What is being asked: Below are records; how many of their lines contain "table"? Give the number and no other words.

Supplied records:
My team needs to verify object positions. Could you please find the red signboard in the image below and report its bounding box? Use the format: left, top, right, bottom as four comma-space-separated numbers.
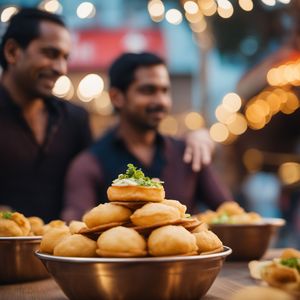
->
68, 28, 166, 71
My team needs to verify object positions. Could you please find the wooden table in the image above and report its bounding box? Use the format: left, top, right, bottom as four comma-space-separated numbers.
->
0, 249, 281, 300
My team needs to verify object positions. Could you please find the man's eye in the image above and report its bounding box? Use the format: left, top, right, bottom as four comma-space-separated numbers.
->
42, 49, 58, 58
138, 86, 156, 94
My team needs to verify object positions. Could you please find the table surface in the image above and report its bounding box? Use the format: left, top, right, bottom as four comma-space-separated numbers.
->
0, 249, 281, 300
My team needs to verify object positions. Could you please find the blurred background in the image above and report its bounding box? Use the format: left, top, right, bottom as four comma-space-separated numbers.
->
0, 0, 299, 247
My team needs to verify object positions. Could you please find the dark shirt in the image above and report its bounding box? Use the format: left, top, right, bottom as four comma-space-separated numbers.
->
62, 126, 232, 221
0, 85, 92, 222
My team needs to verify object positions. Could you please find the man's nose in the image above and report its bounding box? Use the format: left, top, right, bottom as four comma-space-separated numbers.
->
53, 57, 68, 76
155, 91, 171, 105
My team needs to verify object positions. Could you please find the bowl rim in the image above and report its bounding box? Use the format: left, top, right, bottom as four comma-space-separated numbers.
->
209, 217, 285, 227
0, 236, 42, 241
35, 246, 232, 263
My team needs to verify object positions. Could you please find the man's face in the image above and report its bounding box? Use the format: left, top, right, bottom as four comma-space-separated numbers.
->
121, 64, 172, 130
12, 20, 71, 98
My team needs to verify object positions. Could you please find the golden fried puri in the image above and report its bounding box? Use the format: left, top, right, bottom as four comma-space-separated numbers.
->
280, 248, 300, 259
53, 234, 97, 257
83, 203, 132, 228
42, 220, 69, 234
39, 227, 71, 254
130, 203, 181, 227
193, 230, 223, 254
96, 226, 147, 257
28, 216, 45, 236
192, 222, 209, 233
69, 221, 87, 234
0, 212, 31, 236
217, 201, 245, 216
161, 199, 187, 217
196, 210, 218, 224
261, 263, 300, 293
148, 225, 198, 256
0, 219, 24, 236
107, 185, 165, 202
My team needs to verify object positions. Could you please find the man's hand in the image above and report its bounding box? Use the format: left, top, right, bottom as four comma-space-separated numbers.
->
183, 128, 215, 172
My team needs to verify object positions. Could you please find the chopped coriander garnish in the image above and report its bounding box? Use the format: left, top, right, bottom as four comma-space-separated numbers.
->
113, 164, 164, 188
0, 211, 12, 219
211, 213, 230, 224
280, 258, 300, 273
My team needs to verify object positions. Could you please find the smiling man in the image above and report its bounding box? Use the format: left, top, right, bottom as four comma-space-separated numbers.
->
0, 8, 92, 221
62, 52, 231, 221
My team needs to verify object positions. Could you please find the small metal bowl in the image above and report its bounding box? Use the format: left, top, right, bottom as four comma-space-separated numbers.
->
210, 218, 285, 261
36, 246, 232, 300
0, 236, 49, 284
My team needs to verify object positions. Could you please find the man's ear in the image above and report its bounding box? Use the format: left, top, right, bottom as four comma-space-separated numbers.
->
109, 88, 125, 110
3, 39, 21, 66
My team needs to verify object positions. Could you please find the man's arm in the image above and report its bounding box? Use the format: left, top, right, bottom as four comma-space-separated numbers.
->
61, 152, 102, 222
183, 128, 215, 172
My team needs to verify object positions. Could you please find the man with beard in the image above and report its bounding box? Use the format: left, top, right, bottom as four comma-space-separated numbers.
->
62, 52, 231, 221
0, 8, 92, 222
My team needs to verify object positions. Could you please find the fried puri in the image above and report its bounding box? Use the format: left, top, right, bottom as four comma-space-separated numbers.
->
130, 203, 181, 227
261, 263, 300, 293
0, 212, 31, 236
96, 226, 147, 257
83, 203, 132, 228
193, 230, 223, 253
196, 210, 218, 224
28, 216, 45, 236
161, 199, 187, 217
192, 222, 209, 233
69, 221, 87, 234
230, 213, 262, 224
107, 185, 165, 202
148, 225, 198, 256
280, 248, 300, 259
39, 227, 71, 254
42, 219, 69, 234
217, 201, 245, 216
54, 234, 97, 257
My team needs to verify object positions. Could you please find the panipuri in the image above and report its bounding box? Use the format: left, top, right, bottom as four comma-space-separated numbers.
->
107, 185, 165, 202
130, 203, 181, 227
148, 225, 198, 256
217, 201, 245, 216
69, 221, 87, 234
28, 216, 44, 236
193, 230, 223, 254
53, 234, 97, 257
96, 226, 147, 257
162, 199, 187, 217
0, 212, 31, 236
83, 203, 132, 228
39, 227, 71, 254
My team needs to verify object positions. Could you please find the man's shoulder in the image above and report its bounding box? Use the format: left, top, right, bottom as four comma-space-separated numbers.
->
90, 129, 116, 152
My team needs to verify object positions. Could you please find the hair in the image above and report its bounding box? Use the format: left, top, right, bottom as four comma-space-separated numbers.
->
0, 8, 66, 70
108, 52, 166, 92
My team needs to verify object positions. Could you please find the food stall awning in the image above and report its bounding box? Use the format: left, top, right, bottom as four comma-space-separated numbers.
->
68, 28, 166, 71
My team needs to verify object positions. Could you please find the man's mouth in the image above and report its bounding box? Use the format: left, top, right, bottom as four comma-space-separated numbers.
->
146, 106, 167, 114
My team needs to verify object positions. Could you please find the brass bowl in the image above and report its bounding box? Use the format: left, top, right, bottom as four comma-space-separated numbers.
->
36, 246, 232, 300
0, 236, 49, 284
210, 218, 285, 261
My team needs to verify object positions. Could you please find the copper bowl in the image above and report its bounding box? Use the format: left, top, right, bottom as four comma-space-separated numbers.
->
209, 218, 285, 261
0, 236, 49, 284
36, 246, 232, 300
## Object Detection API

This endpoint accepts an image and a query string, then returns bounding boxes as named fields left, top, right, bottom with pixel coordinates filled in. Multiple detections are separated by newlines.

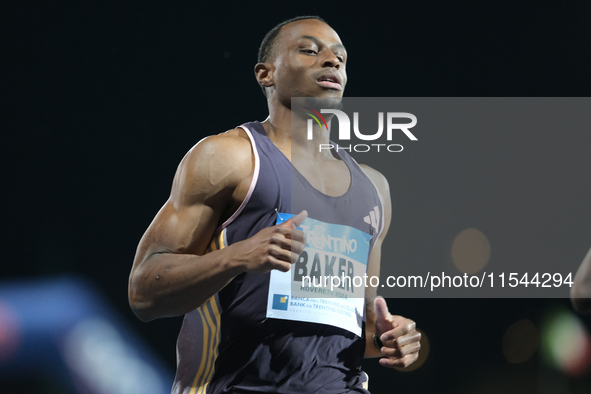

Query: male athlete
left=129, top=16, right=421, bottom=393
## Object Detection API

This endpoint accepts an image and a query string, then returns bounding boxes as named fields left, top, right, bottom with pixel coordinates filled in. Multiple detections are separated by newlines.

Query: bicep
left=136, top=197, right=221, bottom=263
left=132, top=134, right=252, bottom=270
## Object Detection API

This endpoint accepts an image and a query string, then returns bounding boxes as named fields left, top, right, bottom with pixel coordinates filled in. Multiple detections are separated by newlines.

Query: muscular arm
left=571, top=246, right=591, bottom=314
left=361, top=166, right=420, bottom=369
left=128, top=131, right=306, bottom=322
left=360, top=165, right=392, bottom=358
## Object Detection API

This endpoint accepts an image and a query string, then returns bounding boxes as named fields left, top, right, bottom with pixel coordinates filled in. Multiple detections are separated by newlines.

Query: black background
left=3, top=1, right=591, bottom=393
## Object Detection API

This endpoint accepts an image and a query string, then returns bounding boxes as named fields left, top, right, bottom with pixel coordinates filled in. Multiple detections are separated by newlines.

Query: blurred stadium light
left=0, top=276, right=173, bottom=394
left=541, top=305, right=591, bottom=377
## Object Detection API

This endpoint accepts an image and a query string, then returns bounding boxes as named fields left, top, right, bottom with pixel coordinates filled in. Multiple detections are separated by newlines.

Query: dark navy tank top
left=172, top=121, right=384, bottom=394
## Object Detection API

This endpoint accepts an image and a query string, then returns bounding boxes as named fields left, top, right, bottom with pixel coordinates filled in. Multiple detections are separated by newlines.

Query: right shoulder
left=183, top=127, right=252, bottom=167
left=172, top=128, right=254, bottom=203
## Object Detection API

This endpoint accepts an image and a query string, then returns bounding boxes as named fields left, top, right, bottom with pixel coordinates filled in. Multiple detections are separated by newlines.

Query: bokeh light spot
left=541, top=306, right=591, bottom=377
left=502, top=318, right=539, bottom=363
left=451, top=228, right=491, bottom=274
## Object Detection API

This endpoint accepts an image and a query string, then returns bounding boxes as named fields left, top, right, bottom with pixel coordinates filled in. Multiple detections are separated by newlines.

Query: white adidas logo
left=363, top=206, right=380, bottom=234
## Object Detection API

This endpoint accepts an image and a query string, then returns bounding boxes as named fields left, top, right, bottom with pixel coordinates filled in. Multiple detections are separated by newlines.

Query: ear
left=254, top=62, right=274, bottom=92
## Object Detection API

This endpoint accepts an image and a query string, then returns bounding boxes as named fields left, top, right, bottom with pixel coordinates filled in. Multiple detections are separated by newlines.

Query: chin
left=300, top=95, right=344, bottom=111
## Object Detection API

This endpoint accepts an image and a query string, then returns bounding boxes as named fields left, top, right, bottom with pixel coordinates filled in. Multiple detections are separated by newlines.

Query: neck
left=261, top=97, right=334, bottom=161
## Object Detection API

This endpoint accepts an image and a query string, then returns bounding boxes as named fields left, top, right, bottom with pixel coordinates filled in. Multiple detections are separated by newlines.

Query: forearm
left=128, top=245, right=244, bottom=321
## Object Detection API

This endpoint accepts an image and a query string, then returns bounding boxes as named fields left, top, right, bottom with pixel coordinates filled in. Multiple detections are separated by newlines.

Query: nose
left=320, top=48, right=340, bottom=69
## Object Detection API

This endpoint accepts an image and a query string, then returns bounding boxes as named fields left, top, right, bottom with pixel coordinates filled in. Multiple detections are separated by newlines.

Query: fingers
left=289, top=227, right=306, bottom=246
left=273, top=211, right=307, bottom=261
left=279, top=210, right=308, bottom=229
left=270, top=258, right=294, bottom=273
left=269, top=232, right=305, bottom=260
left=378, top=332, right=421, bottom=358
left=379, top=352, right=419, bottom=369
left=376, top=315, right=421, bottom=369
left=378, top=332, right=421, bottom=370
left=257, top=210, right=308, bottom=273
left=394, top=329, right=421, bottom=348
left=374, top=296, right=390, bottom=322
left=267, top=232, right=305, bottom=267
left=245, top=211, right=309, bottom=274
left=379, top=316, right=416, bottom=347
left=291, top=210, right=308, bottom=228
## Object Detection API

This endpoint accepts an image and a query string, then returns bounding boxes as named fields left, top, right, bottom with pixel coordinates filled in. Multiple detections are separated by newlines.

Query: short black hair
left=257, top=15, right=327, bottom=96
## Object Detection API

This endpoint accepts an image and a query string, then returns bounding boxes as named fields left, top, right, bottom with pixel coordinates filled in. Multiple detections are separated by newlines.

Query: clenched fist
left=234, top=210, right=308, bottom=274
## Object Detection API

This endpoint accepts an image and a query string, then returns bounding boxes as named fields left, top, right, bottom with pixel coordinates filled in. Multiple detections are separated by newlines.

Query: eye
left=300, top=48, right=318, bottom=55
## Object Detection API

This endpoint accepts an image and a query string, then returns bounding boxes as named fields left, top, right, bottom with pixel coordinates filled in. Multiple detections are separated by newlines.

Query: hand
left=235, top=210, right=308, bottom=274
left=374, top=296, right=421, bottom=368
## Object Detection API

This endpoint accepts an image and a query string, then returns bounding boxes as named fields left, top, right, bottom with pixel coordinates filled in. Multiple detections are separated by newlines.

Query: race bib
left=266, top=213, right=371, bottom=337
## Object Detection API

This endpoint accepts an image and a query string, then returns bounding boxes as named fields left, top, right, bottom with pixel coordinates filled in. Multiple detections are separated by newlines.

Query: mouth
left=316, top=74, right=343, bottom=91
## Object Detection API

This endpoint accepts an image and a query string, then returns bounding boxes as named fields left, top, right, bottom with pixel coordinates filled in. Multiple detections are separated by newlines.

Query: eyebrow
left=298, top=35, right=347, bottom=52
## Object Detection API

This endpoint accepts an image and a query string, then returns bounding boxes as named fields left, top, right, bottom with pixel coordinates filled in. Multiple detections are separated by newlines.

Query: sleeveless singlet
left=172, top=121, right=384, bottom=394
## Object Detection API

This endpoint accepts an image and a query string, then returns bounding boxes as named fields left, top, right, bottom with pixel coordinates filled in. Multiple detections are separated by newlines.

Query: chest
left=292, top=158, right=352, bottom=197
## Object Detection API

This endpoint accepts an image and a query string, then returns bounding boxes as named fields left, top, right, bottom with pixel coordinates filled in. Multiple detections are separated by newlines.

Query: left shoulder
left=359, top=164, right=390, bottom=197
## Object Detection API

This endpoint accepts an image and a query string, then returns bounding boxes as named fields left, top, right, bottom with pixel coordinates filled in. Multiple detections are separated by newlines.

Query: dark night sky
left=3, top=1, right=591, bottom=393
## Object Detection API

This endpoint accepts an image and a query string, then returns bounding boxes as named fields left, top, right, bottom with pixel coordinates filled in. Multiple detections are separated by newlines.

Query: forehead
left=277, top=19, right=344, bottom=48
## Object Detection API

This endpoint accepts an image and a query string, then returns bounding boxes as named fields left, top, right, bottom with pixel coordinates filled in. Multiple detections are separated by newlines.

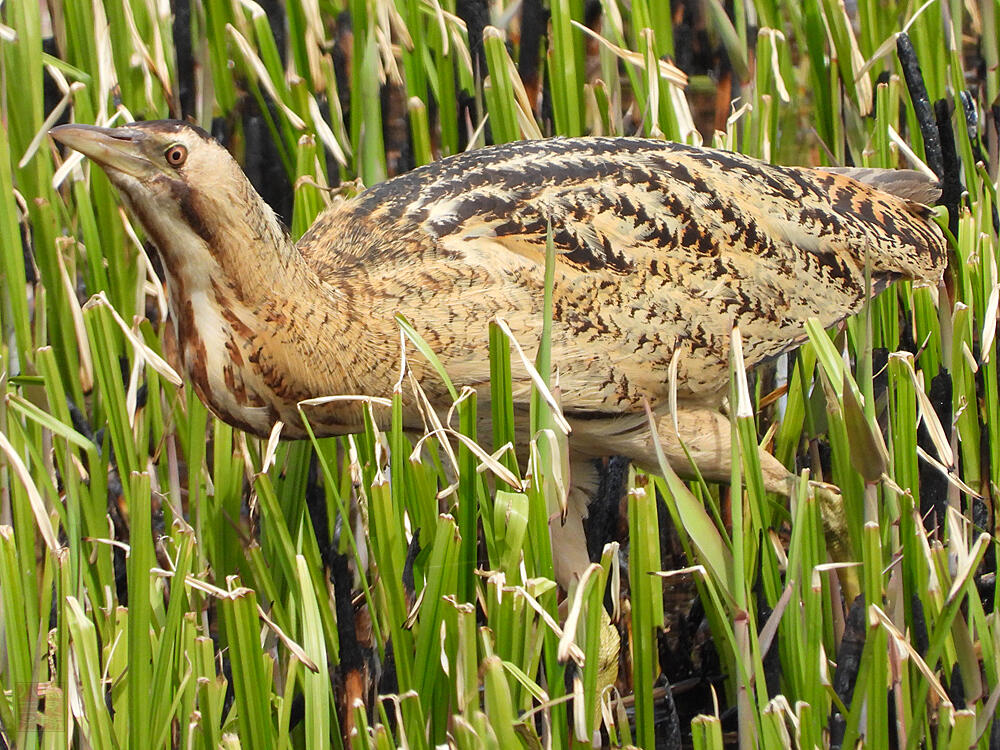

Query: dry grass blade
left=226, top=24, right=307, bottom=129
left=20, top=82, right=85, bottom=167
left=902, top=356, right=953, bottom=466
left=943, top=530, right=991, bottom=603
left=980, top=278, right=998, bottom=362
left=556, top=561, right=602, bottom=661
left=570, top=21, right=688, bottom=87
left=0, top=431, right=60, bottom=552
left=888, top=125, right=939, bottom=178
left=403, top=368, right=461, bottom=481
left=837, top=1, right=873, bottom=115
left=424, top=0, right=449, bottom=55
left=483, top=26, right=542, bottom=140
left=118, top=207, right=169, bottom=323
left=809, top=561, right=861, bottom=590
left=760, top=29, right=790, bottom=102
left=262, top=421, right=284, bottom=473
left=410, top=426, right=522, bottom=489
left=55, top=238, right=94, bottom=391
left=307, top=95, right=349, bottom=165
left=257, top=604, right=319, bottom=672
left=93, top=2, right=118, bottom=121
left=756, top=584, right=793, bottom=657
left=494, top=317, right=571, bottom=435
left=915, top=446, right=981, bottom=498
left=298, top=394, right=394, bottom=408
left=83, top=292, right=182, bottom=386
left=868, top=604, right=948, bottom=700
left=512, top=584, right=584, bottom=666
left=856, top=32, right=901, bottom=79
left=121, top=0, right=172, bottom=103
left=730, top=326, right=754, bottom=419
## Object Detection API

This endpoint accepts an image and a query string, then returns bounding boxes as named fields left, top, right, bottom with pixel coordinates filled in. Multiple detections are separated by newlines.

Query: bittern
left=51, top=121, right=946, bottom=585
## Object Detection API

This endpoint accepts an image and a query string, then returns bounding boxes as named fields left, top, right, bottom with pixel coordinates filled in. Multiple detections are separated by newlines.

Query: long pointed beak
left=50, top=124, right=158, bottom=180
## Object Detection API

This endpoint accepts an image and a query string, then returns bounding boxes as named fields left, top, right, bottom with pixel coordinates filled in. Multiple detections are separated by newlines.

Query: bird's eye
left=165, top=144, right=188, bottom=167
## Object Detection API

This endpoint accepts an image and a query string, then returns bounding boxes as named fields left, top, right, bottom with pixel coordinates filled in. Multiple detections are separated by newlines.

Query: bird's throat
left=158, top=191, right=387, bottom=439
left=151, top=182, right=338, bottom=435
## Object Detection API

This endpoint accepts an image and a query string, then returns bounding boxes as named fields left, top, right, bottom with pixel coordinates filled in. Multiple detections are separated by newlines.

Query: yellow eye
left=165, top=144, right=188, bottom=167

Output for this exercise: 2